----- RECORDS SUPPLIED

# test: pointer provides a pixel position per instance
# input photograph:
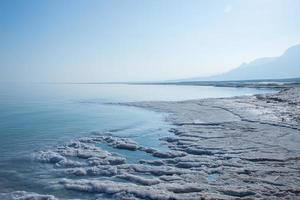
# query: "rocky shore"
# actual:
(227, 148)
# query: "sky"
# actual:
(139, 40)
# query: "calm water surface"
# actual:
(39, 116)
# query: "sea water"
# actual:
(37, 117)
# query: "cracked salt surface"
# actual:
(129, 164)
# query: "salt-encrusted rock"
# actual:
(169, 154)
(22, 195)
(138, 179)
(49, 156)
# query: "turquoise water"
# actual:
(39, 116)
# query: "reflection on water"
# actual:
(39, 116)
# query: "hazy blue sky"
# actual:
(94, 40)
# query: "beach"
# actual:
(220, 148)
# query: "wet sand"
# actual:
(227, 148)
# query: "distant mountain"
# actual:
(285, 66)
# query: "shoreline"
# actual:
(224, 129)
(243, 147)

----------
----- RECORDS SUPPLIED

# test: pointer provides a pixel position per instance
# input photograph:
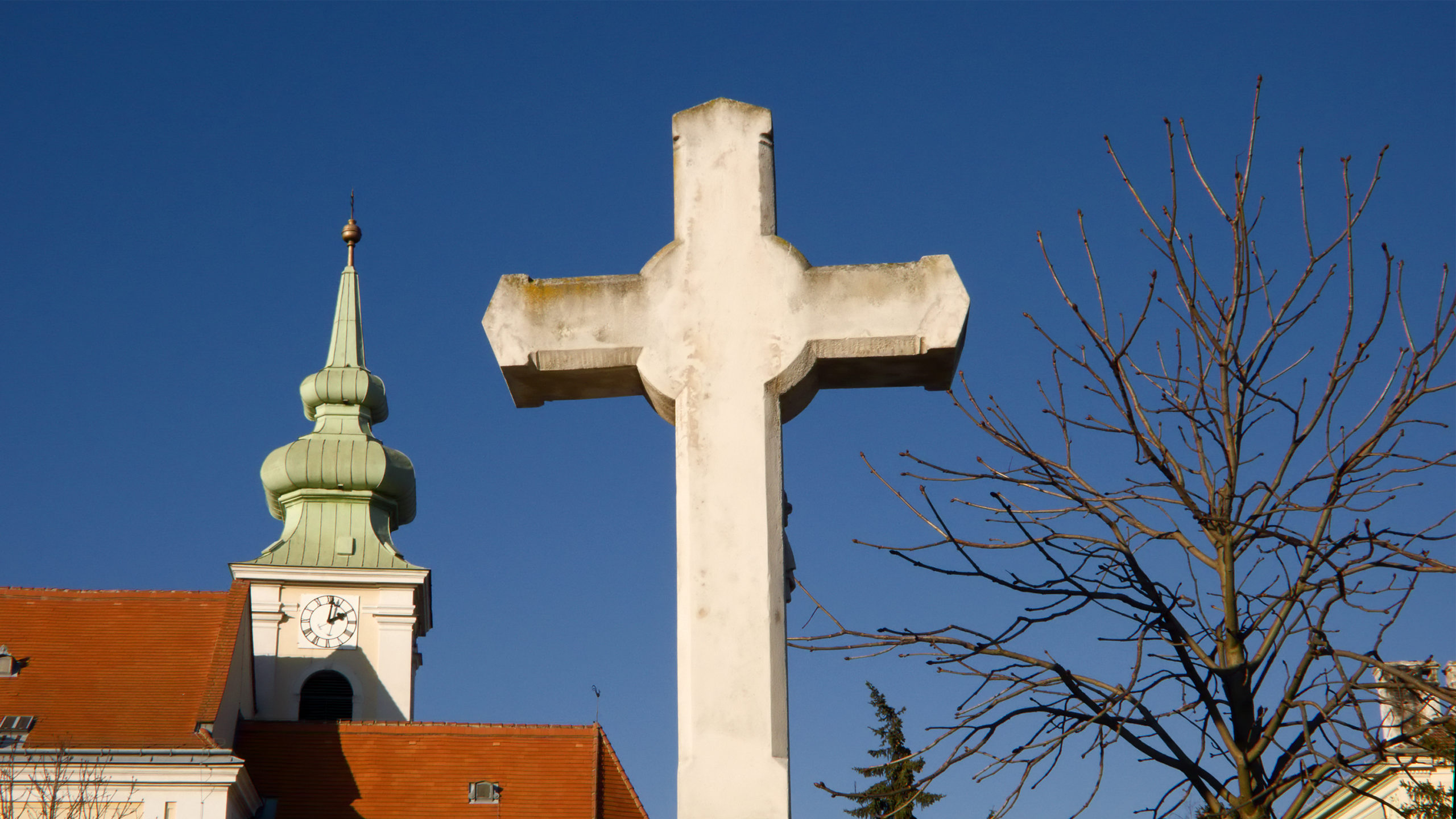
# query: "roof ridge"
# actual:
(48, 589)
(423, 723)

----------

EXERCISE:
Every line above that includes the string "water" needs to be copied.

ANSWER TO THIS EXERCISE:
# query: "calm water surface"
# query: "sea water"
# query: "turquoise water"
# query: "reflection on water"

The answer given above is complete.